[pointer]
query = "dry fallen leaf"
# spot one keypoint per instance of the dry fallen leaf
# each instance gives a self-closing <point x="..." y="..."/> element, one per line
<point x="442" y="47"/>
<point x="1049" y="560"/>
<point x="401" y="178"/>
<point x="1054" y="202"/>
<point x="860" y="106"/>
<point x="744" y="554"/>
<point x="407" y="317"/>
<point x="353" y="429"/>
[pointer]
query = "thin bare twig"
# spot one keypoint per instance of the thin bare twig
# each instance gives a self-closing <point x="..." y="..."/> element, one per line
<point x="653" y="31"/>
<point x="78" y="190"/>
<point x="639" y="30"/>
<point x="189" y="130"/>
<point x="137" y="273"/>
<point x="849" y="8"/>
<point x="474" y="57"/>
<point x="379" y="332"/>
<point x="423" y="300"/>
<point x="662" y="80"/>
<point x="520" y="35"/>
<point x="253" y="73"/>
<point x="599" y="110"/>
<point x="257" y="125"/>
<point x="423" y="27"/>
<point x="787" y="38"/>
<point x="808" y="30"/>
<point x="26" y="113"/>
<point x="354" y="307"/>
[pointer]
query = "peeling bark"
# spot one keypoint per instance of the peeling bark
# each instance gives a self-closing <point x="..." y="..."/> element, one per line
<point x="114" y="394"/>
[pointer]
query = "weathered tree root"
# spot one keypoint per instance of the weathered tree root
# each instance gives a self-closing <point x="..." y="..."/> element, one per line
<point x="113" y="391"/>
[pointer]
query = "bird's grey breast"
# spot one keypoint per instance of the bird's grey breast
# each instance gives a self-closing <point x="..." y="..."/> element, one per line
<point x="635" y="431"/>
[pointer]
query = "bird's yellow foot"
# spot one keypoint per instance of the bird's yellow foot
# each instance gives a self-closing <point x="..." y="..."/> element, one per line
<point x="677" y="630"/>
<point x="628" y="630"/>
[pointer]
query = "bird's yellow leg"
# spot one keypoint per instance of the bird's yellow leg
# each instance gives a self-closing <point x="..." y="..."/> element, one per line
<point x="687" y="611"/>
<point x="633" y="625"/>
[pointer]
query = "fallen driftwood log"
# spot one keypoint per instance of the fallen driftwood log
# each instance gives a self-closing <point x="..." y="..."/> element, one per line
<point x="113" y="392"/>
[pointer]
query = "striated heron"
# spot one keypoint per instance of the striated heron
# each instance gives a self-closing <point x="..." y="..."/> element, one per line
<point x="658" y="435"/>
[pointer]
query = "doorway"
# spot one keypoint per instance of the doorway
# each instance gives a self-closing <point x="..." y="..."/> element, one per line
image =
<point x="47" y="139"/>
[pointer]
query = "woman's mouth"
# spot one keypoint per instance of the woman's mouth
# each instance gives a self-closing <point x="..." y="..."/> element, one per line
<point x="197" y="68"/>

- - -

▶ _PROBLEM REQUIREMENTS_
How many lines in the material above contain the string "woman"? Reply with the number alone.

▶ _RESPONSE_
2